EXERCISE REQUIREMENTS =
a - Answer these from the passage below on Archbishop Denis O'Connor Catholic High School:
(i) In which town was the school officially opened in September 1964?
(ii) What is the English meaning of the school's Latin motto?
(iii) Who officially opened and blessed the school on November 18, 1984?
b - Reproduce the part of the passage below on Archbishop Denis O'Connor Catholic High School that runs from "Archbishop Denis O'Connor Catholic High School (abbreviated" to "opening in 1964.".

TEXT SEGMENT =
#####
Archbishop Denis O'Connor Catholic High School (abbreviated DO'C) is a Roman Catholic high school located in Ajax, Ontario, Canada, within the Durham Catholic District School Board.  It is named for Archbishop Denis T. O'Connor, a priest who was born in Pickering in 1841, and who became the third Archbishop of Toronto, Ontario, Canada in 1899. The school has students in grades 9–12 and offers a wide range of academic and extracurricular activities. The current enrollment is approximately 600 students. The school colours are green and yellow, and its motto is Nil sine fide et labore, which is Latin for "Nothing without faith and work."

In 2014, the school celebrated the 50th anniversary of its opening in 1964.

History
Archbishop Denis O'Connor Catholic High School was founded by Father Leo J. Austin and was officially opened in September, 1964 in Whitby, Ontario. The school was moved to its new home of Ajax in 1984. On November 18, 1984, it was officially opened and blessed by Cardinal Carter.  In 1991 a major addition was constructed which increased its capacity to approximately 1,000 students.
#####
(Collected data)
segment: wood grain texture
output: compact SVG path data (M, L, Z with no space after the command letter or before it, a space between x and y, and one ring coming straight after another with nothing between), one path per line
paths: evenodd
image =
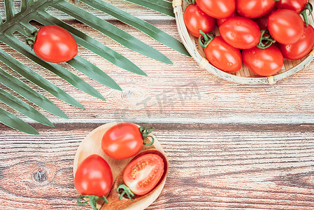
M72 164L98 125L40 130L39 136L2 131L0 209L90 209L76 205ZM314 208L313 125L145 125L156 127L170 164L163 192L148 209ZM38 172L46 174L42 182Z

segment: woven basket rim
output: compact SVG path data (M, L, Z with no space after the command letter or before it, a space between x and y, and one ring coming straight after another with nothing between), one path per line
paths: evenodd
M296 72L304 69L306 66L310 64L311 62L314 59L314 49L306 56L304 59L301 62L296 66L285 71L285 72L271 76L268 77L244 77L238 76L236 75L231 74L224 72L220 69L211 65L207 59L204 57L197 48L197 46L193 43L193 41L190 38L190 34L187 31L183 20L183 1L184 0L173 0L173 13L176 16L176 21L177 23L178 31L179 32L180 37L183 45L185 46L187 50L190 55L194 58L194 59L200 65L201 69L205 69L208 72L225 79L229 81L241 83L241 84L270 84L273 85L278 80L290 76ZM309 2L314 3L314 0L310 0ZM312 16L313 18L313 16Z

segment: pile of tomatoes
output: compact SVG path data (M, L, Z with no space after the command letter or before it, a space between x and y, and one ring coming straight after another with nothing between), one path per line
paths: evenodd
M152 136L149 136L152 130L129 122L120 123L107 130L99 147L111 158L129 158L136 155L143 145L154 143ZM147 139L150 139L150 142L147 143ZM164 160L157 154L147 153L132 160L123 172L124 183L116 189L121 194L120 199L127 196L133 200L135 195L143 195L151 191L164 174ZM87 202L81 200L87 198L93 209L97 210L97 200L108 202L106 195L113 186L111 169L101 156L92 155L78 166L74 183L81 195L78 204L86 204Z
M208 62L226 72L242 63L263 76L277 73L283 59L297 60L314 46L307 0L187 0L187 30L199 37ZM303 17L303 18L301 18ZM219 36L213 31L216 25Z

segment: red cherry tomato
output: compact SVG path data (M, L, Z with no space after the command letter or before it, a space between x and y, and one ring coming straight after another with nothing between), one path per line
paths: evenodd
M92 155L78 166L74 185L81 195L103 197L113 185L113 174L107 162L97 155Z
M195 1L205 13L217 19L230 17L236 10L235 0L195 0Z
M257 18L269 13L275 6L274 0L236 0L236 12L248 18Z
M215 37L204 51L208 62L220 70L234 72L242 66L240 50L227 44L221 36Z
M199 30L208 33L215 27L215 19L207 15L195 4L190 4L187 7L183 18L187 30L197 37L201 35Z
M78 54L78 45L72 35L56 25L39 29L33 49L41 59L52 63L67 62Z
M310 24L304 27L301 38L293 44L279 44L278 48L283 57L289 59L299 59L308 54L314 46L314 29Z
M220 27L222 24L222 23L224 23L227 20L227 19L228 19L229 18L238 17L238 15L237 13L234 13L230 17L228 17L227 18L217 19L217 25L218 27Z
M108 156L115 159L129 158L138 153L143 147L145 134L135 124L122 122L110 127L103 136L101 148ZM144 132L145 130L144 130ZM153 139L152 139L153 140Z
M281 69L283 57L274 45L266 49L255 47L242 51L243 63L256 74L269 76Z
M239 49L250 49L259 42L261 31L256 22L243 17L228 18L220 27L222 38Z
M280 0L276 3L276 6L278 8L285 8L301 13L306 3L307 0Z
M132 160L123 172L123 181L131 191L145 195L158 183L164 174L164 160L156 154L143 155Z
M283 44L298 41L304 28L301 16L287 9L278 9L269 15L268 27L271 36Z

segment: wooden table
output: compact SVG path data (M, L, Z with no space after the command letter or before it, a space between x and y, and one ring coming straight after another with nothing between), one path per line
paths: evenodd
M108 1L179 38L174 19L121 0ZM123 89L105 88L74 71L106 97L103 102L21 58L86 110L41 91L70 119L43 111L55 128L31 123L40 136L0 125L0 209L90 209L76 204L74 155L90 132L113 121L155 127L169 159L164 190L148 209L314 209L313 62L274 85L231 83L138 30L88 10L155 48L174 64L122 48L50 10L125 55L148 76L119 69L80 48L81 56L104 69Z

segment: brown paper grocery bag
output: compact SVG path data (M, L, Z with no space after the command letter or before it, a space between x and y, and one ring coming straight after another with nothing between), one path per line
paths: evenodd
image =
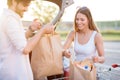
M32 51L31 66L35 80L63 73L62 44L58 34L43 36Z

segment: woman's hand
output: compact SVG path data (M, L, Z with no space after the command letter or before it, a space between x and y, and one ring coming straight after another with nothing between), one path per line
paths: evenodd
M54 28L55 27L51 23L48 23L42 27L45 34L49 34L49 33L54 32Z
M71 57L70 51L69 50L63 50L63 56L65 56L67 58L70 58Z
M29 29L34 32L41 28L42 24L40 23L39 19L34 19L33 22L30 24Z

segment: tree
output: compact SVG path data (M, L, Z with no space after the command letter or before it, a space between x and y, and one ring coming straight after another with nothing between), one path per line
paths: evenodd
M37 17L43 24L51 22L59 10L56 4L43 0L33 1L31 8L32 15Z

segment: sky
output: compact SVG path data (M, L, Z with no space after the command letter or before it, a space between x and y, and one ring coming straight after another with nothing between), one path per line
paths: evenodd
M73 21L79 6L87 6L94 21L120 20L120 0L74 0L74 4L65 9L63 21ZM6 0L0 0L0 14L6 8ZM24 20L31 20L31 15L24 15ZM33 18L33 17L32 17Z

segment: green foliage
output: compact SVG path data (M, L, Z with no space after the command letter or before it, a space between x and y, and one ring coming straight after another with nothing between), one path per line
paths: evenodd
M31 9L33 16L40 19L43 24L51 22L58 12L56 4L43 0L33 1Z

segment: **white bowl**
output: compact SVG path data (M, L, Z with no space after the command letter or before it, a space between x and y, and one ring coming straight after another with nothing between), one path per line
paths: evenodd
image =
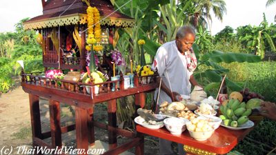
#####
ANSWERS =
a -
(i) Whitby, Ontario
(ii) "Nothing without faith and work."
(iii) Cardinal Carter

b -
Archbishop Denis O'Connor Catholic High School (abbreviated DO'C) is a Roman Catholic high school located in Ajax, Ontario, Canada, within the Durham Catholic District School Board.  It is named for Archbishop Denis T. O'Connor, a priest who was born in Pickering in 1841, and who became the third Archbishop of Toronto, Ontario, Canada in 1899. The school has students in grades 9–12 and offers a wide range of academic and extracurricular activities. The current enrollment is approximately 600 students. The school colours are green and yellow, and its motto is Nil sine fide et labore, which is Latin for "Nothing without faith and work."

In 2014, the school celebrated the 50th anniversary of its opening in 1964.